#### [Exercise description]
Among the records below, find the lines with the word "shorts" and copy them.

#### [Materials provided]

################

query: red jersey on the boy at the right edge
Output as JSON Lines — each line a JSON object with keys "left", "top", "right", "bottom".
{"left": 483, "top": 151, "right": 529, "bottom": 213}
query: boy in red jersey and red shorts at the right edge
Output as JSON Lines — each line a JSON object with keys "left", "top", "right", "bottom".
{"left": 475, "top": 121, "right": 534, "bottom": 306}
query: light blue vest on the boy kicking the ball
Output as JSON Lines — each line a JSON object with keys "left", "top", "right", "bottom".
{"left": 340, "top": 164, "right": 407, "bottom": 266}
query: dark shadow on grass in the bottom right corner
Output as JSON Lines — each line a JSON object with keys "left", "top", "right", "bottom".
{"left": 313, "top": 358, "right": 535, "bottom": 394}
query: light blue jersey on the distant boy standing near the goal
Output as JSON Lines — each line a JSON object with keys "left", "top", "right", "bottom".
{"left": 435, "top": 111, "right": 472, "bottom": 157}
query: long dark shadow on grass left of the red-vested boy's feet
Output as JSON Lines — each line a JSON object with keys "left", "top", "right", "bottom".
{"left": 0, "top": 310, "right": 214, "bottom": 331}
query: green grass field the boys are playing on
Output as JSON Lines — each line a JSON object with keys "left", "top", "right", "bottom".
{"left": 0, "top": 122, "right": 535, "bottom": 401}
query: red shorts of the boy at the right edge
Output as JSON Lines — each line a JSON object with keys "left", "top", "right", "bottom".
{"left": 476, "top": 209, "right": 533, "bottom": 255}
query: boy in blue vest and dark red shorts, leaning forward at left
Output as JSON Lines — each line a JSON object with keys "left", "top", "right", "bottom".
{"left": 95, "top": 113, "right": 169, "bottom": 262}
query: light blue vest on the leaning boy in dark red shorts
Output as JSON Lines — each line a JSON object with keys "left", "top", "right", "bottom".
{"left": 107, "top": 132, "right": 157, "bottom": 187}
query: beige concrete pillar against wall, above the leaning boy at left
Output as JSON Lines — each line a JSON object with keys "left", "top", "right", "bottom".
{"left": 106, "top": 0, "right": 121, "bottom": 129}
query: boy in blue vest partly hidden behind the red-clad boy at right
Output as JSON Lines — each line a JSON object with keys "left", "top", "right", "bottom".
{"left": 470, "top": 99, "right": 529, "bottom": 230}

################

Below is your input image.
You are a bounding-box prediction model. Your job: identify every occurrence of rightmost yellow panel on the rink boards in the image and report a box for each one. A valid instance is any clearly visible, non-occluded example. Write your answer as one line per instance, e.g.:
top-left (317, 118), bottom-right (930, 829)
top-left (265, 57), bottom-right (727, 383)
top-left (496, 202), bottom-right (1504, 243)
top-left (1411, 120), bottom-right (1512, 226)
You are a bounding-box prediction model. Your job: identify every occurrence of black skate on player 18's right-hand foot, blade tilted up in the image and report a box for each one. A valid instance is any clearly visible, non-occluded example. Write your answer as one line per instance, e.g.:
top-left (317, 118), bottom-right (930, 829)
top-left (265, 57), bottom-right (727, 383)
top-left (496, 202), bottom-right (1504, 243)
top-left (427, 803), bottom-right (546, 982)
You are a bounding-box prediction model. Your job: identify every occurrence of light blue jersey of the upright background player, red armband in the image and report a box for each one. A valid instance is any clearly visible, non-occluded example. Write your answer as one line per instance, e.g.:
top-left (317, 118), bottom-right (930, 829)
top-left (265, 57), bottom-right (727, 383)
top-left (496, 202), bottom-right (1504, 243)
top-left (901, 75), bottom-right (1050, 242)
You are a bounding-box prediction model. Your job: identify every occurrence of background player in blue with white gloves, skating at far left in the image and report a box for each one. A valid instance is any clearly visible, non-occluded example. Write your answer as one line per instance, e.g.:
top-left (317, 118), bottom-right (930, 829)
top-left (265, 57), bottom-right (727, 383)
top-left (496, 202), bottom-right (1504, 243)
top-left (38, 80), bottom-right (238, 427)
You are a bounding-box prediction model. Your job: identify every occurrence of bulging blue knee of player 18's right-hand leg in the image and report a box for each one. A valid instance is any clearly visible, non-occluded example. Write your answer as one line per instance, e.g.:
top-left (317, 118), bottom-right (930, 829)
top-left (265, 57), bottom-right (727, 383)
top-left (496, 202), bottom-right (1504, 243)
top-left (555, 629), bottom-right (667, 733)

################

#### [The answer]
query: boy in red jersey and red shorts at the right edge
query: red shorts of the boy at the right edge
query: boy in blue vest and dark red shorts, leaning forward at left
query: light blue vest on the leaning boy in dark red shorts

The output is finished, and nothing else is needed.